+++ Selected text +++

Same table, multiple DBs?

I'm starting to think about how my application can scale if it needs to. This is all very premature - I don't even have clear performance goals yet, much lest perf testing in place, so it may be unnecessary. However, one quality my data has is that it's isolated into groups of records that never reference anything outside of that group. This leads me to think I can have a small group of tables in a main DB to store user info, and the rest of my tables each have an instance in multiple databases:

   Main: Users     Auxilliary #1: Table1, Table2, Table3, ...     Auxilliary #2: Table1, Table2, Table3, ...     ...

The nice thing about this design is that it would scale very nicely. If things are slowing down, I can easily bring up another server and balance the data. Users, would of course track which DB instance the user connects to when using the app. The users table is referenced frequently, but rarely updated, so if that becomes a bottleneck I can probably have a second instance with some reasonable data replication between the two.

Is there any built-in way to handle this in rails (or a popular plugin that can do this)? My very initial investigation seems to indicate a specific table can be stored on another DB, but that ALL of the rows are stored on that DB. I can't split this up across multiple servers.

As I said, this is premature, so it's more of a curiosity than a critical problem I need to solve. Just curious if anyone has done anything along these lines alread.

Brian wrote:

Is there any built-in way to handle this in rails (or a popular plugin that can do this)? My very initial investigation seems to indicate a specific table can be stored on another DB, but that ALL of the rows are stored on that DB. I can't split this up across multiple servers.

As far as I know, you're right that you can only specify a different DB on a per-model basis.

But you could make sub-classes of each of your models, one per each db, and then specify the different DB on each of those sub-classes. But then when doing a fetch, you'd have to choose the right model to do the fetch from -- but of course, that's kind of the point of why you can't have more than one db on just ONE model -- how would Rails know what DB to go to when you simply tried to do a Model.find on that model?

+++ Information provided +++

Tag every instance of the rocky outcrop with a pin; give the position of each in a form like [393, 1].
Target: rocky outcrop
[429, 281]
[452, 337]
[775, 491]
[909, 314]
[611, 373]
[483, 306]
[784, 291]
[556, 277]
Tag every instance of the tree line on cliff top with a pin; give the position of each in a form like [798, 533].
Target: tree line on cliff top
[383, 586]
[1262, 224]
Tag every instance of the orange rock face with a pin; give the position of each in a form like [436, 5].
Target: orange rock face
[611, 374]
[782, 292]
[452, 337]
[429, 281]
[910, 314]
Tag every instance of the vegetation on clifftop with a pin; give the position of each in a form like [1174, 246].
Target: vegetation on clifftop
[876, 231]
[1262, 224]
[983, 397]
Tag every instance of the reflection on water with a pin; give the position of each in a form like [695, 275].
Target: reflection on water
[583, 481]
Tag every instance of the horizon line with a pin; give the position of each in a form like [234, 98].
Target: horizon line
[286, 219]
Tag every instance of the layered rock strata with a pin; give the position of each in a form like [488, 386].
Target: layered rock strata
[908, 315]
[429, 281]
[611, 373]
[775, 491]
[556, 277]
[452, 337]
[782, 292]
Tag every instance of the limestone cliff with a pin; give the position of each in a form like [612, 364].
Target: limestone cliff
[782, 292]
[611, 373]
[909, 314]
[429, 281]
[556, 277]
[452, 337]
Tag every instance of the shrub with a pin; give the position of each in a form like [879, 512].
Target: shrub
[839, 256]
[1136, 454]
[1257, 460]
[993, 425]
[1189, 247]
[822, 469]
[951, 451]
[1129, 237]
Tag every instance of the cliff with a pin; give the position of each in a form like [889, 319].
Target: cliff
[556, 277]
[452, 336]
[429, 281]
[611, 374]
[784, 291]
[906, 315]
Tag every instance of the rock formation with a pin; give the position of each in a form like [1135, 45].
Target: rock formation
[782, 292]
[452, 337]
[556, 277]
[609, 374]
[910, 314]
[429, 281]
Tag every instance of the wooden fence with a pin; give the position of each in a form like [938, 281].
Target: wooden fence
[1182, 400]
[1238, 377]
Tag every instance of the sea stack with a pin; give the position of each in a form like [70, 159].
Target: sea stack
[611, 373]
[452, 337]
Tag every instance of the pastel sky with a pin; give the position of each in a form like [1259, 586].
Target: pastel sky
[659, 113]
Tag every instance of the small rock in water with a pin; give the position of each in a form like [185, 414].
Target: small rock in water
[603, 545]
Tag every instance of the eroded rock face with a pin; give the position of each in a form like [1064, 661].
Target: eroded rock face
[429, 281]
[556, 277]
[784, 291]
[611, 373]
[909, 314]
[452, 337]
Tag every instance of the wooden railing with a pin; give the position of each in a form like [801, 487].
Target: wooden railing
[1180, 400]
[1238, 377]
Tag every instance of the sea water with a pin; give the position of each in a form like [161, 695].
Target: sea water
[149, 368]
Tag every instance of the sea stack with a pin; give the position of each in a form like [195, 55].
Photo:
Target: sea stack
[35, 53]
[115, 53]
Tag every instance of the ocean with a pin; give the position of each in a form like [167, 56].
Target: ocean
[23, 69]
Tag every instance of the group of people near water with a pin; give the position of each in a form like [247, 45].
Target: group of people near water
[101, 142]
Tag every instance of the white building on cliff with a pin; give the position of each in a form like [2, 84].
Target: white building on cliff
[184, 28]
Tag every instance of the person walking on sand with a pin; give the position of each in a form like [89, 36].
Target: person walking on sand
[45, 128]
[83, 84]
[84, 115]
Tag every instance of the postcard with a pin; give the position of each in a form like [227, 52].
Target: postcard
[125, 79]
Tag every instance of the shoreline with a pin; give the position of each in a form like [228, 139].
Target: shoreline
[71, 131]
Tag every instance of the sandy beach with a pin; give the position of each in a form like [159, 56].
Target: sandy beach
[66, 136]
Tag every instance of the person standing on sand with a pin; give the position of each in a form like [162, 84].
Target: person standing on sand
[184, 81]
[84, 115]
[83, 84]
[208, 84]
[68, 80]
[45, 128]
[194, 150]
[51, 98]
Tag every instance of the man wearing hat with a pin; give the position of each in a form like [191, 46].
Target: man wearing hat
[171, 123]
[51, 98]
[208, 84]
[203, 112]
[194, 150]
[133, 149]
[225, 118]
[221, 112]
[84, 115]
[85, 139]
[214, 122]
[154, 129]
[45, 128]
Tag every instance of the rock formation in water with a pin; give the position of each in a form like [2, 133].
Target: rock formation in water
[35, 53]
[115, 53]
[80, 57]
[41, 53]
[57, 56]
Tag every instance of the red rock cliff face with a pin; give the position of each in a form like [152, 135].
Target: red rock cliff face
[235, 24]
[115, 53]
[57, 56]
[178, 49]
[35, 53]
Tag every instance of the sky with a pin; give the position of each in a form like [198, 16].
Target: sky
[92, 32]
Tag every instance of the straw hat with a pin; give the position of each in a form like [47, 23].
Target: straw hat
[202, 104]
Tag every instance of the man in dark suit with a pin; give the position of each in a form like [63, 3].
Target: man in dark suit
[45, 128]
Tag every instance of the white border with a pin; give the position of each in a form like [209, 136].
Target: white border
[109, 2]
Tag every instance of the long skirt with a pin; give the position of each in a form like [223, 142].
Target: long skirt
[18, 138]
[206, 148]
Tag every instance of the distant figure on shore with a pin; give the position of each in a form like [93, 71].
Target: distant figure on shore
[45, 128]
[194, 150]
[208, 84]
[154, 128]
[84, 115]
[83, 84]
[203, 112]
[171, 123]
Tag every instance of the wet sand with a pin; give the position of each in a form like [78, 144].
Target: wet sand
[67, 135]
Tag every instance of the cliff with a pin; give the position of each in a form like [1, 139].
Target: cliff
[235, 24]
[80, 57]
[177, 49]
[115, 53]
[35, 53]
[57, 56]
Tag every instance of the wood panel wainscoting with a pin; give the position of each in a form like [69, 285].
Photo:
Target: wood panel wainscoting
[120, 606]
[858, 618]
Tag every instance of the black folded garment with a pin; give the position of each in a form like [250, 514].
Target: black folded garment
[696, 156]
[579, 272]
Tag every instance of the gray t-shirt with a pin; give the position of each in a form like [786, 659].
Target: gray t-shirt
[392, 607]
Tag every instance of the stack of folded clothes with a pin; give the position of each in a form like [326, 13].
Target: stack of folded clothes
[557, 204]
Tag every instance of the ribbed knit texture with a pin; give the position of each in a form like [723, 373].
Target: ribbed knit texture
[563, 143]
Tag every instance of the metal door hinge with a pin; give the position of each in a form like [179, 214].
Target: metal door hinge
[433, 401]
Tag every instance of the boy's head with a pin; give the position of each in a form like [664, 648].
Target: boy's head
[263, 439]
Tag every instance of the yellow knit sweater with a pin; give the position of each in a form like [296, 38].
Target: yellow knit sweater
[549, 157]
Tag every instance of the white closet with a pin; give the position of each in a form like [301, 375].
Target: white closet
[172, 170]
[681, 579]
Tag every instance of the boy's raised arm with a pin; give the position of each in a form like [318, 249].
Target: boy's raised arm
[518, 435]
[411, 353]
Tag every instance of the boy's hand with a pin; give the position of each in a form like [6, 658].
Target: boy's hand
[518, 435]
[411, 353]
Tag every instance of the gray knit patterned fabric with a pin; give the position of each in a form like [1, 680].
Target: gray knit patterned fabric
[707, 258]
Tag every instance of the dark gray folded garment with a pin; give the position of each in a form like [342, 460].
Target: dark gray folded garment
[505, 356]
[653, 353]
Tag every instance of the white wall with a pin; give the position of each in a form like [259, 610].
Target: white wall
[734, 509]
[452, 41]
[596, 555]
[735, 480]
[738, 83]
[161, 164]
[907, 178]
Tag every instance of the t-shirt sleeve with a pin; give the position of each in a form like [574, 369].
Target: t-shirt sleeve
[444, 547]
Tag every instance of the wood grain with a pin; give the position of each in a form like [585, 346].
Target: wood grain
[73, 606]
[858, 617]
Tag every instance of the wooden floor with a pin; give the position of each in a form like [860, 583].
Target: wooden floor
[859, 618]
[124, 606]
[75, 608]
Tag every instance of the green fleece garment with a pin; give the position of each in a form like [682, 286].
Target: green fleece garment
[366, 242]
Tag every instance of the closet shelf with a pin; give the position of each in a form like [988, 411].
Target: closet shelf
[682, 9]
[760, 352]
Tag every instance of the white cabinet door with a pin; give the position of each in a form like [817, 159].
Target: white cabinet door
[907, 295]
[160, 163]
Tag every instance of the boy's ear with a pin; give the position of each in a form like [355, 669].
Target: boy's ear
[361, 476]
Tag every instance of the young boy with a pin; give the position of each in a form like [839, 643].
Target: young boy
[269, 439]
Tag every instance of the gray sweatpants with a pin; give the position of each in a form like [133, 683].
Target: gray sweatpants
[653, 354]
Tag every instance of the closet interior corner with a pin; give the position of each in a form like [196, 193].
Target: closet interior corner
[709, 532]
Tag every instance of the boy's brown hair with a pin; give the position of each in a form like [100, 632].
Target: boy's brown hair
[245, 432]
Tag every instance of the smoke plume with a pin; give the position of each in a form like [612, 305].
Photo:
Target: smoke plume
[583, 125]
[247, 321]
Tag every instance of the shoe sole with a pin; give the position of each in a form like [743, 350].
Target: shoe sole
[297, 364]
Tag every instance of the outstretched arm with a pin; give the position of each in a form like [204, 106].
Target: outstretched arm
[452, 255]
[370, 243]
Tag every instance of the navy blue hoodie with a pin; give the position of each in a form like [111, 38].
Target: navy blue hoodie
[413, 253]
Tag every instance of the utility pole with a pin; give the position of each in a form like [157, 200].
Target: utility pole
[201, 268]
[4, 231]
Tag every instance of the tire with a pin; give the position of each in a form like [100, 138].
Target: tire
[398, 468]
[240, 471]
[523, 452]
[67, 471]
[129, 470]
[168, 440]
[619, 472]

+++

● **Requests**
(1) Answer these questions about the thread on splitting Rails tables across databases:
(a) Which table does the first post place in the main database?
(b) How does the first post describe the way the users table is used?
(c) According to the reply, on what basis can a different database be specified?
(2) Write the next part of the thread on splitting Rails tables across databases, picking up after its final sentence.
The items are separate material, apart from the thread on splitting Rails tables across databases.

● **Responses by task**
(1)
(a) Users.
(b) It is referenced frequently but rarely updated.
(c) On a per-model basis.

(2)
I'm not really feeling confident that the architecture you're proposing really is the best solution to scaling up, but if you wanted it, I think ActiveRecord could support it in that manner -- by first writing your models, and then providing N sub-classes of each model you want to 'partition' to N databases. You could even provide some code to do this 'dynamically', you wouldn't need to (and wouldn't want to) actually hand-code a separate file on disk for each model. All the associations defined on the 'base' model would need to be re-defined for each model sub-class to use the appropriate destination model-subclass. This could also be done in an automated dynamic way. And then you'd need to provide some helper methods to figure out _which_ model to use for a given fetch (Model.find) operation.

I'm not aware of any plug-in that already does this. I'm not sure it's a good idea, like I said, but I'm no expert. I think you'd have to write the logic yourself, but I think it's perfectly do-able within ActiveRecord's architecture. But no doubt it will end up somewhat more complicated to get working right than it seems at first, such things always do.

Jonathan

Oh! I hadn't even considered that. I will look into MERGE tables and see if that's going to do what I need. I'm not set on this as the best solution either, just running through possibilities and making sure I don't exclude any reasonable options with poor design. I've also put some thought into having specific tables groups of tables hosted on other DB servers, but that is a much less mysterious implementation so I didn't need to ask if anyone has tried it before. :slight_smile:

Although completely splitting up tables (ie sharding) is a well known technique when having a single database server becomes a bottleneck. Depending on the balance of reads and writes in your application, there can be gains to be had by doing your writes to the master server and doing reads from one (or more) slave servers that replicate the master. There is a plugin (masochism) that used to handle some of this, I haven't looked at it in a while though.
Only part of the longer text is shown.